## begin Exercise inputs

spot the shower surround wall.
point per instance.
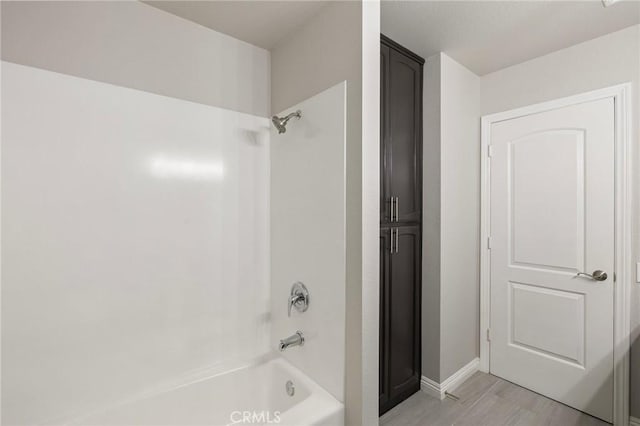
(308, 209)
(135, 226)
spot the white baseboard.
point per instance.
(438, 390)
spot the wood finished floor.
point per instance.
(486, 400)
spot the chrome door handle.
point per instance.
(397, 232)
(392, 229)
(397, 215)
(392, 200)
(597, 275)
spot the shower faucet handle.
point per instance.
(299, 298)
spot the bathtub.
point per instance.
(255, 395)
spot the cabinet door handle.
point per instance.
(391, 240)
(396, 203)
(392, 200)
(397, 232)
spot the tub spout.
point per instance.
(294, 340)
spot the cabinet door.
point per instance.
(404, 314)
(404, 144)
(385, 193)
(385, 257)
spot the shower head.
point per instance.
(281, 123)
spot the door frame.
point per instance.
(621, 95)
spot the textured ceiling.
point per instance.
(261, 23)
(486, 36)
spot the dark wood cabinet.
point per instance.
(400, 221)
(400, 136)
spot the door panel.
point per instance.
(552, 216)
(404, 296)
(385, 256)
(385, 167)
(404, 157)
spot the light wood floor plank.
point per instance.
(486, 400)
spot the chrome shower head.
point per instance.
(281, 123)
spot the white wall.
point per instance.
(308, 235)
(326, 50)
(598, 63)
(460, 174)
(451, 217)
(135, 45)
(431, 218)
(135, 244)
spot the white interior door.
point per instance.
(552, 216)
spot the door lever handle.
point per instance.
(597, 275)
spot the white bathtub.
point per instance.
(252, 395)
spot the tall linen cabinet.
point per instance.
(400, 223)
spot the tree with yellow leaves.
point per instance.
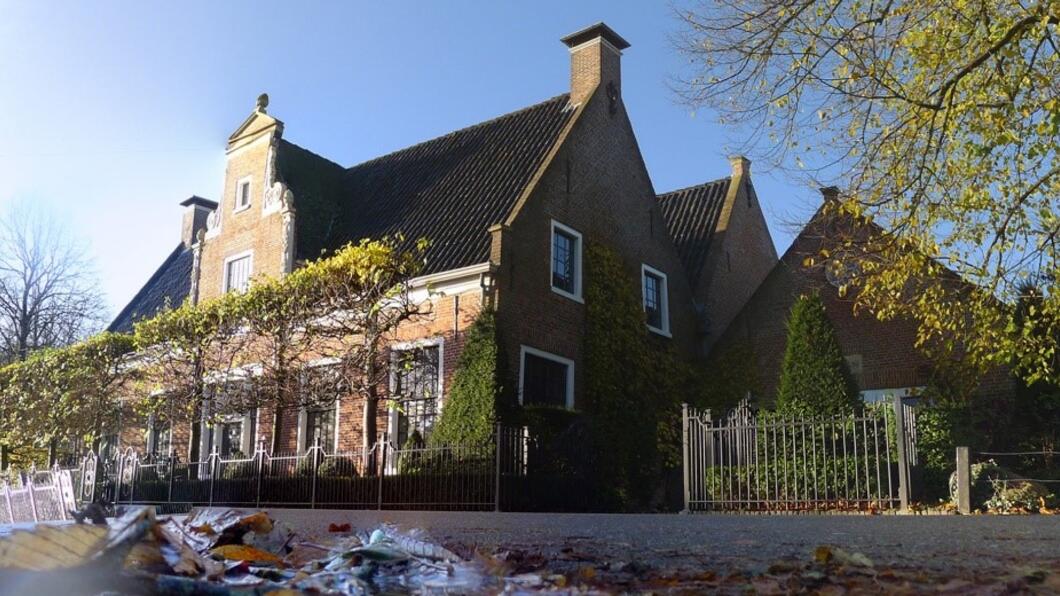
(941, 123)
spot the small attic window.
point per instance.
(243, 194)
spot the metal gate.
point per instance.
(751, 460)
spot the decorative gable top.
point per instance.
(255, 124)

## end Exercise inputs

[Requirements]: Working from the material above, transcribe it exactly while omitting pictures.

[Response to the task]:
spot the shower surround wall.
point per instance.
(308, 209)
(135, 226)
spot the white baseboard.
point per instance.
(438, 390)
spot the wood finished floor.
point per instance.
(486, 400)
spot the chrome door handle.
point per instance.
(397, 232)
(392, 229)
(397, 215)
(392, 200)
(597, 275)
spot the shower faucet handle.
point per instance.
(299, 298)
spot the bathtub.
point per instance.
(255, 395)
spot the cabinet door handle.
point per instance.
(391, 240)
(396, 203)
(392, 200)
(397, 232)
spot the tub spout.
point per instance.
(294, 340)
spot the cabinet door.
point per instance.
(404, 314)
(404, 144)
(385, 193)
(385, 257)
spot the shower head.
point per instance.
(281, 123)
spot the door frame.
point per instance.
(621, 95)
spot the textured ceiling.
point per instance.
(261, 23)
(486, 36)
spot the dark wood cabinet.
point per instance.
(400, 221)
(400, 136)
spot the door panel.
point per instance.
(552, 216)
(404, 296)
(385, 256)
(385, 167)
(404, 157)
spot the light wood floor plank.
point per instance.
(486, 400)
spot the chrome shower head.
point per instance.
(281, 123)
spot the white wall.
point per instance.
(308, 235)
(326, 50)
(598, 63)
(460, 174)
(451, 217)
(135, 45)
(431, 218)
(135, 244)
spot the white interior door.
point per instance.
(552, 216)
spot the door lever handle.
point per instance.
(597, 275)
spot the white bathtub.
point per instance.
(252, 395)
spot the tall linen cabinet.
point per instance.
(400, 223)
spot the tree with yellow leaves.
point per instance.
(941, 123)
spot the small attic window.
point per instance.
(243, 194)
spot the metal gate.
point per instance.
(751, 460)
spot the decorative gable top.
point per instance.
(255, 124)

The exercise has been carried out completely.